Material for this exercise »
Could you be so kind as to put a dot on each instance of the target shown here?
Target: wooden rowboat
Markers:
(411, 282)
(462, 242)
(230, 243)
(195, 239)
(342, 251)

About this task » Go through the records above and set each one down exactly, please.

Result »
Could you be so kind as to put a dot on each instance of the target shown here?
Target: wooden rowboat
Markers:
(411, 282)
(462, 242)
(230, 243)
(195, 239)
(342, 251)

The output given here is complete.